** WHAT THIS EXERCISE ASKS **
A – Please repeat everything in the gaze-detection passage from "Each subject moved" down to "in Table 6.".
B – In the gaze-detection passage, what pixel resolution did the monitor have?
C – Carry the gaze-detection passage on from the point where it stops.

** SELECTION **
Each subject moved his or her head according to two movements (translation and rotation), three axes (X, Y, and Z), and two directions (plus and minus of the translation, clockwise and counter-clockwise of the rotation). Like the experiments of Section 3.1, the proposed algorithm was executed on a desktop computer having a CPU configuration of 3.47 GHz (Intel (R) Core (TM) i7 CPU X 990) and 12 GB RAM with a monitor of diagonal size of about 48.3 cm and having 1280 × 1024 pixel resolution. Experimental results showed that our system produce lower gaze detection errors in all cases of head movements than the commercial system (TheEyeTribe) as shown in Table 6.
Table 6.

[Entries from an annotation dataset]
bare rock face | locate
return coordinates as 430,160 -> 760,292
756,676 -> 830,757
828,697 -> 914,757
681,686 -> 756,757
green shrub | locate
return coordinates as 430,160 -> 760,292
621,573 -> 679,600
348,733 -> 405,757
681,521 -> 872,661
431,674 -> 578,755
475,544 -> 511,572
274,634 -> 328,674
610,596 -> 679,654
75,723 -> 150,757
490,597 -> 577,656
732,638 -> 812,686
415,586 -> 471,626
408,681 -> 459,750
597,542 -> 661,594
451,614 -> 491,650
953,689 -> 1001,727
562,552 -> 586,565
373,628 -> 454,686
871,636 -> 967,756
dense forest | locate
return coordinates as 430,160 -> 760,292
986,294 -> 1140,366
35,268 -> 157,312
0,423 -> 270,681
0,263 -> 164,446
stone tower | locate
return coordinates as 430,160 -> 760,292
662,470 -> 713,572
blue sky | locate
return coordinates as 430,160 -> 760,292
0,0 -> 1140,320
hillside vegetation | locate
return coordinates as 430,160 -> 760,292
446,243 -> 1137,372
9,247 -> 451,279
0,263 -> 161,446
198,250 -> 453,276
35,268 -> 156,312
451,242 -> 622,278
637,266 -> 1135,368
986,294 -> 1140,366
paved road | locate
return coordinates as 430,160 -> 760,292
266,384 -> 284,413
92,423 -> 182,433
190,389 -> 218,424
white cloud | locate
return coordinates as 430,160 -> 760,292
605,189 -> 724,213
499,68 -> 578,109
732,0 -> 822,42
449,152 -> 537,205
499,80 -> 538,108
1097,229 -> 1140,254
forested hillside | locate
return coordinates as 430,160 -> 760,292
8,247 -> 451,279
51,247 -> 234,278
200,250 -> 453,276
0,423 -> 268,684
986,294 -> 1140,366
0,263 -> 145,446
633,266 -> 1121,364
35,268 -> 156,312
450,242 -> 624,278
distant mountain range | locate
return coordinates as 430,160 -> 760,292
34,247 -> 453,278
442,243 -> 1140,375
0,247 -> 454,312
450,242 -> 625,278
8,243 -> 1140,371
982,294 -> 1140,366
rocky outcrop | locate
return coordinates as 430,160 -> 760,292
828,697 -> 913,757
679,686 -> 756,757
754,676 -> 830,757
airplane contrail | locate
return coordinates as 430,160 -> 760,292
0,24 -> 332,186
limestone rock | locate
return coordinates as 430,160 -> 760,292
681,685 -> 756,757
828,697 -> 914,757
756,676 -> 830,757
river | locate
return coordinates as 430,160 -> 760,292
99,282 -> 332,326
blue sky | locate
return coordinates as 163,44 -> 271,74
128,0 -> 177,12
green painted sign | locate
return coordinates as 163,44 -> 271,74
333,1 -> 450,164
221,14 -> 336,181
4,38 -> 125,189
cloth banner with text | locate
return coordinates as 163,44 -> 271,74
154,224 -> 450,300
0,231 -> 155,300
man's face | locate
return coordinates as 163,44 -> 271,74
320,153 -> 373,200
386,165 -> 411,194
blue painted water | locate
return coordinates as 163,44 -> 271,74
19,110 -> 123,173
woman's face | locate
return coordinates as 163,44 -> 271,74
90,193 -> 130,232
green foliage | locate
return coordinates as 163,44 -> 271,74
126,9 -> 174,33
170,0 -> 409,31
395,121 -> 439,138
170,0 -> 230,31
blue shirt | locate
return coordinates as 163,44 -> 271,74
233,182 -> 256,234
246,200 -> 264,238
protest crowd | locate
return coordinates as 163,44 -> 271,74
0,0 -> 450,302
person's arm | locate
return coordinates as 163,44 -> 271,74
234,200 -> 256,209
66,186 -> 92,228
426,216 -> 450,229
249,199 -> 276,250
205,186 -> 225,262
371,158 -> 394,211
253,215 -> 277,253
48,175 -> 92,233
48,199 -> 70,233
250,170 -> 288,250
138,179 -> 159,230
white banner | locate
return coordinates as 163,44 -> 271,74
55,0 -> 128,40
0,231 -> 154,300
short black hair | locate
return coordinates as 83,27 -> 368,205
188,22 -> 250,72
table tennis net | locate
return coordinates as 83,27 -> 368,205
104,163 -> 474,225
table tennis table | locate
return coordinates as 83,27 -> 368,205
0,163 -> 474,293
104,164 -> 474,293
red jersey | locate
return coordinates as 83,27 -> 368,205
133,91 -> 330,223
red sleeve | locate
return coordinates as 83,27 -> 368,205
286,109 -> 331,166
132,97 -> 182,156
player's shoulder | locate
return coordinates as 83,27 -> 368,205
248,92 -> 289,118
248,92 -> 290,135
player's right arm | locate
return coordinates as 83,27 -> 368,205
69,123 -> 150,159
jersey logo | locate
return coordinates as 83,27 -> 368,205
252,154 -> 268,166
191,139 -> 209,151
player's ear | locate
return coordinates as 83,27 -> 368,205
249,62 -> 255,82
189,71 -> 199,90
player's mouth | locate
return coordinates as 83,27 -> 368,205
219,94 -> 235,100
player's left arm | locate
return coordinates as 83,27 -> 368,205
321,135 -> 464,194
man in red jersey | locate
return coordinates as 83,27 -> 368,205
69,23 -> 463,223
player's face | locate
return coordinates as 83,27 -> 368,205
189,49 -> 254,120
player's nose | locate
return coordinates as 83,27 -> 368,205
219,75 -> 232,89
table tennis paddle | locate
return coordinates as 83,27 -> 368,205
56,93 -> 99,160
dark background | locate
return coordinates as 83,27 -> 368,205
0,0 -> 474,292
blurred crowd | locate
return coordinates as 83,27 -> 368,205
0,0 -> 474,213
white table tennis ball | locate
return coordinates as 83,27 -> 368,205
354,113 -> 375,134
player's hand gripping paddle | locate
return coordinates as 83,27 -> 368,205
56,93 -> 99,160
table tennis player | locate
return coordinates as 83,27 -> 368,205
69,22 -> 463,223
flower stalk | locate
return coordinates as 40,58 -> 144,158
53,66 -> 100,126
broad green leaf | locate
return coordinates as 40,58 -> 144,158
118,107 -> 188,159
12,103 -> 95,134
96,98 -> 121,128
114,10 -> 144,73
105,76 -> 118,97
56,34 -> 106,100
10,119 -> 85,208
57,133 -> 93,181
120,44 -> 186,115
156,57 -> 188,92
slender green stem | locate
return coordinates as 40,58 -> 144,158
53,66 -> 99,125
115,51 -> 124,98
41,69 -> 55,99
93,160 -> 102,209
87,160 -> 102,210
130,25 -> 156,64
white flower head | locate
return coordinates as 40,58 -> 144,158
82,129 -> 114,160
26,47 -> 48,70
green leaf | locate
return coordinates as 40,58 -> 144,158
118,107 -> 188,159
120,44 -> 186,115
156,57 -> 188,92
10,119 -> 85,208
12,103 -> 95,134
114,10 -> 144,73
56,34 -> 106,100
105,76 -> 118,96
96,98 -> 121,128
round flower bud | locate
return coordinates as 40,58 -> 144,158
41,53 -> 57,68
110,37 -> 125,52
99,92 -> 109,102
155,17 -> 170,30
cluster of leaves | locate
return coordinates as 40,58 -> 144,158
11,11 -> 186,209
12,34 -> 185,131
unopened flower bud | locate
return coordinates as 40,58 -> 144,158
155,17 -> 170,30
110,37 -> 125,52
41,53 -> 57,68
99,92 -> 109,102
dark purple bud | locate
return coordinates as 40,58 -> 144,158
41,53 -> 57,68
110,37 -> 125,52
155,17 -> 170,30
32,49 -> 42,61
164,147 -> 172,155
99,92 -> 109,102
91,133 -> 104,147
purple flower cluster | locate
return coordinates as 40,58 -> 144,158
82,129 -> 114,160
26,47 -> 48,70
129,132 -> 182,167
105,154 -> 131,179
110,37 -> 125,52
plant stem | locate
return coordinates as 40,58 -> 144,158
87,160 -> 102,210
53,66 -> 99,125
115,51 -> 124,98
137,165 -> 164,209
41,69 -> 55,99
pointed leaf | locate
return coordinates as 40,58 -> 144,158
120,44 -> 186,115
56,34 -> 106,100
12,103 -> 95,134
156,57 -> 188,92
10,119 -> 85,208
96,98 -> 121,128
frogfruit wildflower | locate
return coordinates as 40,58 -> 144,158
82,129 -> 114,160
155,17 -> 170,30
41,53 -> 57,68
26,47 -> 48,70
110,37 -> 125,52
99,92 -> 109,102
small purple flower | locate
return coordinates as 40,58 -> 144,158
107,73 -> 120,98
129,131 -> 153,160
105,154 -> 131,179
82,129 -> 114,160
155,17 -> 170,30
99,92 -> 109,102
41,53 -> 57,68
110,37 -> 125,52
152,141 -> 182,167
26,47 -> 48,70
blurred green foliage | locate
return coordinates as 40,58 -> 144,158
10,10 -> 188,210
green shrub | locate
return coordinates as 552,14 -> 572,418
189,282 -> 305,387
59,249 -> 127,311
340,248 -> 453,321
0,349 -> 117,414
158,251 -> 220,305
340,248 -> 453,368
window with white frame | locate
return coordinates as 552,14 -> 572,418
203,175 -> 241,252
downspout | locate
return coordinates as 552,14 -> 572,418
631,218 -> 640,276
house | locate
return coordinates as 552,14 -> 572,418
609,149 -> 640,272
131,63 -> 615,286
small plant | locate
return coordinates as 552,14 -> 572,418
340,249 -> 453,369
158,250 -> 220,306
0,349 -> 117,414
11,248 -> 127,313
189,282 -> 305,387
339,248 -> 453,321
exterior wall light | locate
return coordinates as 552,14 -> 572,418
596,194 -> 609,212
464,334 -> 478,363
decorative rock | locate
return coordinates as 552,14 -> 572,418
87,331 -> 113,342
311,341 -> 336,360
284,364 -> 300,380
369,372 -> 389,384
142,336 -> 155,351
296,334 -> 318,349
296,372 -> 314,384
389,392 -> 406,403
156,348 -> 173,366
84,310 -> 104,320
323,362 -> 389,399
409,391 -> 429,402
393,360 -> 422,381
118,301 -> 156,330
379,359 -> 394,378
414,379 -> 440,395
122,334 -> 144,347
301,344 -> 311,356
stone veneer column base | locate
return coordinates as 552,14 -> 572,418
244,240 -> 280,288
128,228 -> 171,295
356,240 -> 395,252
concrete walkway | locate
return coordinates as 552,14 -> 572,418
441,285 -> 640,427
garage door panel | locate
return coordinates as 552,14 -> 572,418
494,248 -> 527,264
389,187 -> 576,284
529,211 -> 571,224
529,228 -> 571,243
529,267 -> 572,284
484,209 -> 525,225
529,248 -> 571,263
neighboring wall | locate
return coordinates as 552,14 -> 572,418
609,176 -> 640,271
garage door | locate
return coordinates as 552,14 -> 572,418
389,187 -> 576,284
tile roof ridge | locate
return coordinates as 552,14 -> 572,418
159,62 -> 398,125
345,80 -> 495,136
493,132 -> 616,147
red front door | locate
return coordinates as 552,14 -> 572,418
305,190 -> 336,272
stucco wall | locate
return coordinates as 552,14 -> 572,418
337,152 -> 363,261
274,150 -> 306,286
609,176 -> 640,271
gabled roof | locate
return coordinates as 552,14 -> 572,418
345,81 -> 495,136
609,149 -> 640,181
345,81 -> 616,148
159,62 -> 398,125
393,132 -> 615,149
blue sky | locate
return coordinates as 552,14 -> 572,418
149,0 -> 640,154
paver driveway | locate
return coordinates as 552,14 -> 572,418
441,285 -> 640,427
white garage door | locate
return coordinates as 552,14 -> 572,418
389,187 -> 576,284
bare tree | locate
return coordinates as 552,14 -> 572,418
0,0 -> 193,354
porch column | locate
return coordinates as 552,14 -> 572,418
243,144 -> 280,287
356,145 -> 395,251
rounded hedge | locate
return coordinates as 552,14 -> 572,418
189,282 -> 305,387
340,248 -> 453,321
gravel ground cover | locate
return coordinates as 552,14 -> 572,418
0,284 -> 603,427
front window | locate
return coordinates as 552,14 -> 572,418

** EXPECTED ANSWERS **
A –
Each subject moved his or her head according to two movements (translation and rotation), three axes (X, Y, and Z), and two directions (plus and minus of the translation, clockwise and counter-clockwise of the rotation). Like the experiments of Section 3.1, the proposed algorithm was executed on a desktop computer having a CPU configuration of 3.47 GHz (Intel (R) Core (TM) i7 CPU X 990) and 12 GB RAM with a monitor of diagonal size of about 48.3 cm and having 1280 × 1024 pixel resolution. Experimental results showed that our system produce lower gaze detection errors in all cases of head movements than the commercial system (TheEyeTribe) as shown in Table 6.

B – 1280 × 1024

C –
Head Movement | Gaze Detection Error (STD) | |
---|---|---|
Our Method | Commercial System | |
R_X+ | 0.70 (0.19) | 1.61 (0.73) |
R_X– | 0.81 (0.17) | 1.36 (0.50) |
R_Y+ | 0.65 (0.11) | 1.69 (0.24) |
R_Y– | 0.69 (0.13) | 1.87 (0.65) |
R_Z+ | 0.69 (0.16) | 0.79 (0.14) |
R_Z– | 0.71 (0.15) | 0.69 (0.02) |
T_X+ | 0.61 (0.10) | 1.04 (0.64) |
T_X– | 0.67 (0.10) | 1.08 (0.25) |
T_Y+ | 0.63 (0.10) | 1.05 (0.26) |
T_Y– | 0.65 (0.17) | 0.70 (0.12) |
T_Z+ | 0.77 (0.12) | 1.42 (0.17) |
T_Z– | 0.74 (0.17) | 4.53 (0.43) |
Average | 0.69 (0.14) | 1.49 (0.35) |
In Figure 11, we show the t-test, and the analysis of Cohen’s d. The measured p-value is 0.014569, which was smaller than the 95% (0.05) significance level, and we can conclude that there is a significant difference in the average gaze detection errors achieved using our method and those achieved using commercial system. In addition, the measured Cohen’s d is 1.0826, and we can conclude that the difference between the average gaze detection errors achieved using our method and commercial system is large.
In the last experiment, we compared the gaze detection errors by our method with that of another commercial gaze tracking system. As an example, the commercial system (Tobii EyeX) is used [36]. To compare the gaze accuracies, we performed experiments with data from ten subjects like the experiments of Section 3.1. Each subject moved his or her head according to two movements (translation and rotation), three axes (X, Y, and Z), and two directions (plus and minus of the translation, clockwise and counter-clockwise of the rotation).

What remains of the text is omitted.